*** Supplied text

U.S. opens a whiskey door for buckwheat

New regulations will allow distilled spirits using buckwheat, quinoa and amaranth to be officially called whiskey

A new market could soon be materializing for buckwheat.

The U.S. Treasury Department’s Alcohol and Tobacco Tax and Trade Bureau has published proposed new rules to modernize the labelling and advertising regulations for wine, distilled spirits and malt beverages.

The 132-page document includes one paragraph proposing to define the term “grain” used to make distilled spirits to include cereal grains as well as the “pseudocereal” grains amaranth, buckwheat and quinoa.

The bureau said it has received a number of applications for labels for distilled spirits containing pseudocereals.

The public has until March 26, 2019, to provide feedback on the proposals.

Current legislation says whiskey has to be made from grain, which is limited to barley, corn, wheat and rye.

Canada’s Food and Drug Regulations say whiskey is a potable alcoholic distillate made from cereal grains including wheat, rice, oats, barley, corn, wild rice and rye.

According to an article on The Whiskey Wash website, a craft whiskey explosion has occurred in the last 15 years in which a number of distillers are experimenting with new ingredients.

A handful of these craft distilleries are making buckwheat whiskey but aren’t allowed to call it whiskey, which hampers marketing efforts. The proposed new rules would eliminate that obstacle in the United States.

Rejean Picard, buckwheat specialist with Manitoba Agriculture, said whiskey would be a refreshing new market for a languishing crop.

“I don’t know how big it would be, but any new use of the grain itself could potentially increase the acreage,” he said.

Growers in Manitoba planted 5,400 acres of buckwheat last year, according to Statistics Canada. That is down from 30,000 acres at the turn of the last century. Another 3,600 acres were planted in Saskatchewan.

“We’re not talking a very big crop,” said Picard.

Marc Durand, president of the Manitoba Buckwheat Growers Association, said any new market is a positive development, but he doubts it will have much of an impact on Manitoba’s acres.

He said growers have reduced acres for a number of reasons, including the extreme variability in yields that can range from five to 50 bushels an acre.

“Too many guys had too many wrecks,” said Durand.

******
*** Supplied information

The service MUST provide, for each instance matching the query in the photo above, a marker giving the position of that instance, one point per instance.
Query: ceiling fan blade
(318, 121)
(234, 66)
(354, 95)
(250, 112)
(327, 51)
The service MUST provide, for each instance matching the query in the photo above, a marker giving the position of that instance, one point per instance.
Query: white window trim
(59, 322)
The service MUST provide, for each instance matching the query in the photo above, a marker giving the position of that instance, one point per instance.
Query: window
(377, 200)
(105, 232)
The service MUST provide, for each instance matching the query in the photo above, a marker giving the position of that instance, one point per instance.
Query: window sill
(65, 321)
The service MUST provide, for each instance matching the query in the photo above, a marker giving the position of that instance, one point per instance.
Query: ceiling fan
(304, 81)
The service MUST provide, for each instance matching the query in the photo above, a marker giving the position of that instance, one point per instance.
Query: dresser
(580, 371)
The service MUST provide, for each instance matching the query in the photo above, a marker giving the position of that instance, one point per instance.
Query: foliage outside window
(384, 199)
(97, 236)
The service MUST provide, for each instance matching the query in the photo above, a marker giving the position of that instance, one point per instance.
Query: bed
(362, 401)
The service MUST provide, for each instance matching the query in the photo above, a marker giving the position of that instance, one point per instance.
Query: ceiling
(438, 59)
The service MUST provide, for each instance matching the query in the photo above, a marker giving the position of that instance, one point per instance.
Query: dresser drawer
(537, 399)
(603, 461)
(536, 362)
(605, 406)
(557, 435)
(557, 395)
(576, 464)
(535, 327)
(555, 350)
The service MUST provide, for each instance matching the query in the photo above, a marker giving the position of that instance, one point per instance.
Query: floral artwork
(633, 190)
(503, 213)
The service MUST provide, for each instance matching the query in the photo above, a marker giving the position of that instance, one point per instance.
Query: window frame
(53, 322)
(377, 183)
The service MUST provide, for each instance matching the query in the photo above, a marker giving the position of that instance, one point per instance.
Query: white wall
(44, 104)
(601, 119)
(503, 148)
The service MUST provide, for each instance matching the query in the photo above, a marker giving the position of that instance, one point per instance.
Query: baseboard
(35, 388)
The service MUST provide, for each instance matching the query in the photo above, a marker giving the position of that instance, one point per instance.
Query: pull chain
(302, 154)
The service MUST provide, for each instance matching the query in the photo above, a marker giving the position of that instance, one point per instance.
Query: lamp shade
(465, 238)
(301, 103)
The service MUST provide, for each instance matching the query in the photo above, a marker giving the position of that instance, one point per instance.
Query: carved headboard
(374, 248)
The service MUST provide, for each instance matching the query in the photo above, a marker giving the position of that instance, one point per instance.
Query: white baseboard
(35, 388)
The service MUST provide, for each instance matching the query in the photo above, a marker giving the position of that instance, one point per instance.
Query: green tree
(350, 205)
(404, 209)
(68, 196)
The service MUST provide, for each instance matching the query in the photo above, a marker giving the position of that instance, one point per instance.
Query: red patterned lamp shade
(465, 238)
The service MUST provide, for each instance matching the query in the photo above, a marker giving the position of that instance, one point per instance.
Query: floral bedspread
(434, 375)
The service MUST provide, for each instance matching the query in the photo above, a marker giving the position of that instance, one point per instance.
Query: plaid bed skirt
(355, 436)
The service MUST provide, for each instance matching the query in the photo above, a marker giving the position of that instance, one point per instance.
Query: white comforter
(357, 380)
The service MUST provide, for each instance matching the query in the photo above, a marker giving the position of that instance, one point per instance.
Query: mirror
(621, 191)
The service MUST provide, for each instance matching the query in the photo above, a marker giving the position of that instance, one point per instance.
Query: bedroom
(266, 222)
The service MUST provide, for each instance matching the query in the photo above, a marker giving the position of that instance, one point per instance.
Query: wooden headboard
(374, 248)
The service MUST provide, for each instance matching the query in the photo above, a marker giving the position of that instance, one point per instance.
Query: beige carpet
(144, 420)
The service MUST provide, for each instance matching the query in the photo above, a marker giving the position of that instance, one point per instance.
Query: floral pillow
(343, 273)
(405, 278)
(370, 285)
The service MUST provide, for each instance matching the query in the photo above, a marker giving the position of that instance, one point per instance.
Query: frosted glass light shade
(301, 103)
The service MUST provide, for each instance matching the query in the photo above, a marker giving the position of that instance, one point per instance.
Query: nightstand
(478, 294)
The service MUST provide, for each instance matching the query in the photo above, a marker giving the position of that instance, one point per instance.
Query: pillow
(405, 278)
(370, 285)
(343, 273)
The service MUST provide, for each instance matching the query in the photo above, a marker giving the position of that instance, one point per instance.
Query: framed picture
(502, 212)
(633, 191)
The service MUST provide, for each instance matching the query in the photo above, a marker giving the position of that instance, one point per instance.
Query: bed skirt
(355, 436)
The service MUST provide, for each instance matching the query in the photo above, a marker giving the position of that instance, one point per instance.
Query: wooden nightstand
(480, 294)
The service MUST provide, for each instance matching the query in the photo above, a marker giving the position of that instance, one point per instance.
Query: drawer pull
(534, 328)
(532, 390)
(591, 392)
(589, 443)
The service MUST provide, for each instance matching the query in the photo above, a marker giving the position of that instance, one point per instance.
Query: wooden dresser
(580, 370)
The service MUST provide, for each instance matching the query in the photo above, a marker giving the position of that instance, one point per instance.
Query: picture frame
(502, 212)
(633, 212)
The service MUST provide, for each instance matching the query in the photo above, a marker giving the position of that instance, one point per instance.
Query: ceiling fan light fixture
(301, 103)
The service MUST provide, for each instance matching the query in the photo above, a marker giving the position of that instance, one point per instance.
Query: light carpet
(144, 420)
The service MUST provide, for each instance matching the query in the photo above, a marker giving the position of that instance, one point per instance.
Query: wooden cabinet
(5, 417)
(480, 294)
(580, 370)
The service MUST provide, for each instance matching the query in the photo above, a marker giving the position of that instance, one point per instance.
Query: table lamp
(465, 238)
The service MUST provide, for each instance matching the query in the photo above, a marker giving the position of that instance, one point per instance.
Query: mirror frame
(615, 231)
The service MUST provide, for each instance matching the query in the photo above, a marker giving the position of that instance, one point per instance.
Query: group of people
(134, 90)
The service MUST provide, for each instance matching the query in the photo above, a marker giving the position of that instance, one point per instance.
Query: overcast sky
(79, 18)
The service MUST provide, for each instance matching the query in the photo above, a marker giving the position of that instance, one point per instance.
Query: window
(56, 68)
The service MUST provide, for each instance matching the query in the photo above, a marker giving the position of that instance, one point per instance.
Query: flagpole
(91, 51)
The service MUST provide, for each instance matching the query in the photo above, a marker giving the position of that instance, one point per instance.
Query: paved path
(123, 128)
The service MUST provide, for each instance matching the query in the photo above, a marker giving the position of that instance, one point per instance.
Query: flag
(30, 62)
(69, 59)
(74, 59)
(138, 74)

******

* **Your goal**
Go on with the article about buckwheat whiskey, picking up right after its last line. The entries have nothing to do with the text.

* **Task result**
“When you get that five bu. an acre, it gives you a bad taste in your mouth, especially when your canola, even on a bad year, you’re probably still doing 30 bu. an acre.”

Another factor is the lack of herbicides, which some farmers believe leads to dirty fields the following year.

As well, the industry has lost a few buckwheat buyers, leaving only three or four in Manitoba.

However, Durand has been growing the crop since 1993 on his farm near Notre Dame de Lourdes, Man., and he plans to continue because it is a low input crop that grows well on poor land.

“It’s a hit-or-miss crop but long-term it has been a very reliable crop,” he said.

Japan used to be the top buyer of Canadian buckwheat, where it is milled into flour that is used to make soba noodles.

However, the U.S. now tops the list, purchasing 2,931 tonnes for the first 11 months of 2018, followed by Mexico at 719 tonnes and Japan at 639 tonnes.

In the U.S. it is used in pancake mixes, cereals, multigrain bars and breads. And now it is being used to make whiskey.

Picard said buckwheat groat is mostly starch, which is what is needed to make alcohol.

“It is a starchy grain, so it would be suitable for distilling, for sure,” he said.

The grain has a bitter, nutty flavor that appeals to Asians and Eastern Europeans, so there could be a nice niche market for buckwheat whiskey among certain ethnic groups in the U.S., said Picard.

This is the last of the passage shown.